TASK GOAL: Could you return, word for word, only the lines of the records running from the one containing "Could you point to the white building with" through the end of the records, both ends included?

Records for identifying positions:

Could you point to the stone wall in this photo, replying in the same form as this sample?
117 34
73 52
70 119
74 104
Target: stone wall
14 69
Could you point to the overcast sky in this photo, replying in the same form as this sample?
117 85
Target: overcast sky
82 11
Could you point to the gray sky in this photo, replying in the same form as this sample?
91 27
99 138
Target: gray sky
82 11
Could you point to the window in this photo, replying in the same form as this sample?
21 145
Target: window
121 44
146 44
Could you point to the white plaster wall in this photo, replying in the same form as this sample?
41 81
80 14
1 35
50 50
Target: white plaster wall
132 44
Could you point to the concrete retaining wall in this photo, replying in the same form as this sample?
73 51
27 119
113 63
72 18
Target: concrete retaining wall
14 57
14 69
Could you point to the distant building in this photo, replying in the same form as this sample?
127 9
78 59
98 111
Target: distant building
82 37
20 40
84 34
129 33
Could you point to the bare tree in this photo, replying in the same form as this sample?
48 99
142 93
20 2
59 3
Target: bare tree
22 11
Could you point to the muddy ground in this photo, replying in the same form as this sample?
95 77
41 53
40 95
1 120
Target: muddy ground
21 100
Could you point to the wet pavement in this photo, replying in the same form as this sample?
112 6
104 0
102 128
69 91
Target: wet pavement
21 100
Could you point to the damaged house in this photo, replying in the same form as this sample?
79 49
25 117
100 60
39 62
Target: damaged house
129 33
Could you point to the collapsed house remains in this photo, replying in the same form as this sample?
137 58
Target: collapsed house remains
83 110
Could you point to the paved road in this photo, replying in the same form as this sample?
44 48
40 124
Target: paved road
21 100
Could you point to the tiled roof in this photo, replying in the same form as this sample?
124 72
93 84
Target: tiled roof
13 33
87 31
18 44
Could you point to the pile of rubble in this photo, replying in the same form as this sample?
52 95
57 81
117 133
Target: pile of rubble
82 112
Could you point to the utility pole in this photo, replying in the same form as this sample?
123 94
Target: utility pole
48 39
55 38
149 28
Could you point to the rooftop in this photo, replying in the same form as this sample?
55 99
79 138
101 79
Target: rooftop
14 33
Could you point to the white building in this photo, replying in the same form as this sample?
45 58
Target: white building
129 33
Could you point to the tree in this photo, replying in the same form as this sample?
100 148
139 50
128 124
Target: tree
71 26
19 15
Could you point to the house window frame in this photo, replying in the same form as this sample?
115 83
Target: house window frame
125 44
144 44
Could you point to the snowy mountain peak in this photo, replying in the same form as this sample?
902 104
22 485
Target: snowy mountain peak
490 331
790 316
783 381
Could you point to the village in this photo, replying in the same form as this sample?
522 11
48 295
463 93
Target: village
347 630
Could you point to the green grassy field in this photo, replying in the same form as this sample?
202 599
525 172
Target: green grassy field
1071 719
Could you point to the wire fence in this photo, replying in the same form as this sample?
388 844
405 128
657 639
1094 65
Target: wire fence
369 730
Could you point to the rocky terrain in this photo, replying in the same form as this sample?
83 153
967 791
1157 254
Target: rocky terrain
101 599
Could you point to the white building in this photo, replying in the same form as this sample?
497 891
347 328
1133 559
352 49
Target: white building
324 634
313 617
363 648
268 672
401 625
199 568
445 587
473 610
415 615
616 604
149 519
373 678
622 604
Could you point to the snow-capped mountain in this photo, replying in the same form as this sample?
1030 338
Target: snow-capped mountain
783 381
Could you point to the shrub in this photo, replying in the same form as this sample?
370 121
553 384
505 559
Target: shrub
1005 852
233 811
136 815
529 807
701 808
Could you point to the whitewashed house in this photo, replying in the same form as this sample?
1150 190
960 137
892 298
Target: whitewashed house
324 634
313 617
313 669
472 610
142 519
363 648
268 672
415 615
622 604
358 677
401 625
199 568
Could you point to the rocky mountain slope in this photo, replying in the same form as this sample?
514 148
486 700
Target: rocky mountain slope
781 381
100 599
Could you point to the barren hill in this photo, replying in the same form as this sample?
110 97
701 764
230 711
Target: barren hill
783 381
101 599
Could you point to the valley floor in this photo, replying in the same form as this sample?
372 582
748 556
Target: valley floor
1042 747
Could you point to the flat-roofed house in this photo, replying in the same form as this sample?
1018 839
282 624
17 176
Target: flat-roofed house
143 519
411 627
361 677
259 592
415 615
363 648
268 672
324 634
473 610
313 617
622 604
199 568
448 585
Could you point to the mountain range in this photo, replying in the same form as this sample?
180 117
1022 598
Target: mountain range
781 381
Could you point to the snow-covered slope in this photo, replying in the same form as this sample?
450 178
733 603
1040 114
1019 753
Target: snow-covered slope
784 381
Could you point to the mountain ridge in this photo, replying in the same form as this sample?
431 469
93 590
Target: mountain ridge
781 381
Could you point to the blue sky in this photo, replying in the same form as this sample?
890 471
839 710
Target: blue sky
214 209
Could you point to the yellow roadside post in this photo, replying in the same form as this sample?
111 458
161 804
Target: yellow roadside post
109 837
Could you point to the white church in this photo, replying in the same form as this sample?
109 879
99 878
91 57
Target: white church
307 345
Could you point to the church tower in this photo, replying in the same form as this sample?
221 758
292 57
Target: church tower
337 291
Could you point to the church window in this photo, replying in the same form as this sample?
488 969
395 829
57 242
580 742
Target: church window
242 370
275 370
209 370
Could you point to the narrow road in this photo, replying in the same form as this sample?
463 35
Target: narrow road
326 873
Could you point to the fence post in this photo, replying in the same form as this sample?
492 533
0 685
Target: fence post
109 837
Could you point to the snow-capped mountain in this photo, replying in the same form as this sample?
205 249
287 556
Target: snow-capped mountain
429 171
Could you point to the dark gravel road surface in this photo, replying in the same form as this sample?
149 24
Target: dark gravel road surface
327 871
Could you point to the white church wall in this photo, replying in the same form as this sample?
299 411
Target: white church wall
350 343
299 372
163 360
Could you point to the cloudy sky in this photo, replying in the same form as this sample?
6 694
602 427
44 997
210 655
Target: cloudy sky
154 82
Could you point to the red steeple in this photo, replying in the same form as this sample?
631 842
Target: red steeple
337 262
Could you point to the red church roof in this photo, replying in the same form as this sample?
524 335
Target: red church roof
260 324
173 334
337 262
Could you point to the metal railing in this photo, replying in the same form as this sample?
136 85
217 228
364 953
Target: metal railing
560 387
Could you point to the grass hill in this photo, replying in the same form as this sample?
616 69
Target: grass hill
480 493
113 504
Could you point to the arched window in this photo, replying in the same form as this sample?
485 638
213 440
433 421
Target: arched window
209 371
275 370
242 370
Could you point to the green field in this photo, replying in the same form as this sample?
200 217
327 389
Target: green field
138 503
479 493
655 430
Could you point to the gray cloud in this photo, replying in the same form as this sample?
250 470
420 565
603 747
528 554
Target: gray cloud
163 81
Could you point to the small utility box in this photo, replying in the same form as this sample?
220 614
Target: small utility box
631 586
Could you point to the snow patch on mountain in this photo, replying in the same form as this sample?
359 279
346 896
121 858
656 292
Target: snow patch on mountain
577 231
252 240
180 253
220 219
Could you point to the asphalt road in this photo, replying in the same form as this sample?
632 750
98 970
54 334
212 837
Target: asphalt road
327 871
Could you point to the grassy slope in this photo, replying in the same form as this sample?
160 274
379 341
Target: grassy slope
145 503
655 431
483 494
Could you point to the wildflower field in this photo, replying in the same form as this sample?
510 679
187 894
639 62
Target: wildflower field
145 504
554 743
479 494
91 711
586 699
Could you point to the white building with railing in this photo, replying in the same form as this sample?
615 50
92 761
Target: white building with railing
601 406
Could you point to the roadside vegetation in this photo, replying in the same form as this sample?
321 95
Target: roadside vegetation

SOLUTION FOR THIS TASK:
Could you point to the white building with railing in this photo, replying in the same form as this sample?
615 50
92 761
Target: white building with railing
601 406
Could you point to the roadside vegetation in this photo, replying in the same form as this sample?
321 95
Target: roadside vegetation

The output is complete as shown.